__Exercise directions__: Convert every line of the records below into a JSON list of strings, one string per line, skipping blank lines and leaving the pictures out.

__Exercise data__:
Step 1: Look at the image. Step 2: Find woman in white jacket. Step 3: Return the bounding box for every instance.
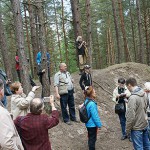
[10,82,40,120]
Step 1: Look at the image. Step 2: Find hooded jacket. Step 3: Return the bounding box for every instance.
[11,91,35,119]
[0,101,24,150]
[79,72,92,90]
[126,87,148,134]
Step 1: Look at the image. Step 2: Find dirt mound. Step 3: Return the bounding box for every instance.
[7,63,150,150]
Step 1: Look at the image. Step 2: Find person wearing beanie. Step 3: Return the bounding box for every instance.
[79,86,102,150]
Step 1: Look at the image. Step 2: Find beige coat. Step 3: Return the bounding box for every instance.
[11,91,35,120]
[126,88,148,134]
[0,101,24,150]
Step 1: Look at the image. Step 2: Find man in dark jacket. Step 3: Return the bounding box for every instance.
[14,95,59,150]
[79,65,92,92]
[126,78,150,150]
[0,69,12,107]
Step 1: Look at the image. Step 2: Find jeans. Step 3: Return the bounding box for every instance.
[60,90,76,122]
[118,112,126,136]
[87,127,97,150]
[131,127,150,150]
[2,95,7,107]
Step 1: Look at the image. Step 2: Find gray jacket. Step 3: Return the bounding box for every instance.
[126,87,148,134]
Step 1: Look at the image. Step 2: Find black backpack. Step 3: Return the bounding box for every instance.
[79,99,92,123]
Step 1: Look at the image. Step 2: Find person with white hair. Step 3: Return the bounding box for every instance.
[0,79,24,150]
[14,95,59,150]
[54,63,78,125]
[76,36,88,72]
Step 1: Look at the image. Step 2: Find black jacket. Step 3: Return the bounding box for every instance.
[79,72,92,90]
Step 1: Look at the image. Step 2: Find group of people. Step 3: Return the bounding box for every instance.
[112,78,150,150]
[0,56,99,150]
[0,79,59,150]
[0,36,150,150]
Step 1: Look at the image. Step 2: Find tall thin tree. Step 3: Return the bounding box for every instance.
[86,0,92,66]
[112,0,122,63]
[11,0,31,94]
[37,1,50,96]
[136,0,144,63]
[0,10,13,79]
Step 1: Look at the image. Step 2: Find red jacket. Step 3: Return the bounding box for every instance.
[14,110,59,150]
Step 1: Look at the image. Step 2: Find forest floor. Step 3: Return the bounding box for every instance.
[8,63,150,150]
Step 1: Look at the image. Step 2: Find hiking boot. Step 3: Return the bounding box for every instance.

__Answer for the task__:
[
  "Step 1: Look at the image. Step 2: Find woman in white jacket. Step 3: Return the bounding box for every instance.",
  "[10,82,40,120]",
  "Step 1: Look at the image. Step 2: Find hooded jacket. Step 3: Return the bounding box for every instance.",
  "[11,91,35,119]",
  "[0,101,24,150]",
  "[79,72,92,90]",
  "[126,87,148,134]",
  "Step 1: Look at the image. Step 2: Find dirt mound. Step 3: Return the bounding box for every instance.",
  "[7,63,150,150]",
  "Step 1: Look at the image. Step 2: Find person wearing beanie. Step 3: Return the bounding box for every instance.",
  "[79,86,102,150]",
  "Step 1: Look at the image. Step 2: Find beige coat. Step 3: Return the bounding box for every instance.",
  "[11,91,35,120]",
  "[126,88,148,134]",
  "[0,101,24,150]",
  "Step 1: Look at the image. Step 2: Find man in dark jacket. Step 3: Return the bounding box for every instance.",
  "[14,95,59,150]",
  "[79,65,92,92]",
  "[126,78,150,150]",
  "[0,69,12,107]",
  "Step 1: Look at the image. Step 2: Find jeans. Step 3: Return the bounding box for every instance.",
  "[60,90,76,122]",
  "[118,112,126,136]",
  "[87,127,97,150]",
  "[131,127,150,150]",
  "[2,95,7,107]",
  "Step 1: Look at the image. Step 2: Find gray jacket. Step 3: Return the bounding box for every instance.",
  "[126,87,148,134]",
  "Step 1: Look at the image. Step 2: Find black backpack. Step 3: Return the bounding box for every instance.",
  "[79,99,92,123]",
  "Step 1: Look at the image. Step 2: Find person with white hair. Step 3: Return the bounding box for every instance.",
  "[0,79,24,150]",
  "[14,95,59,150]",
  "[54,63,78,125]",
  "[76,36,88,72]",
  "Step 1: Look at the image. Step 2: Find black jacket. Step 3: Return the bounding box for every instance.",
  "[79,72,92,90]",
  "Step 1: Look at the image. Step 2: Find group of people. Step 3: Return the bounding box for every instance.",
  "[112,78,150,150]",
  "[0,56,99,150]",
  "[0,79,59,150]",
  "[0,36,150,150]",
  "Step 1: Look at the image. Step 2: Find tall thin tree. Step 3: Return the bounding box for every instance.",
  "[86,0,92,66]",
  "[112,0,122,63]",
  "[11,0,31,94]",
  "[37,1,50,96]",
  "[136,0,144,63]",
  "[0,10,13,79]",
  "Step 1: Look at the image. Step 2: Find red jacket. Step 3: Return the bounding box for every instance.",
  "[14,110,59,150]",
  "Step 1: Look at the image. Step 2: Find forest floor. Step 3: Return the bounding box for every instance.",
  "[8,63,150,150]",
  "Step 1: Look at the image. Step 2: Find hiking boot. Step 3: Return the bounding box for every instance."
]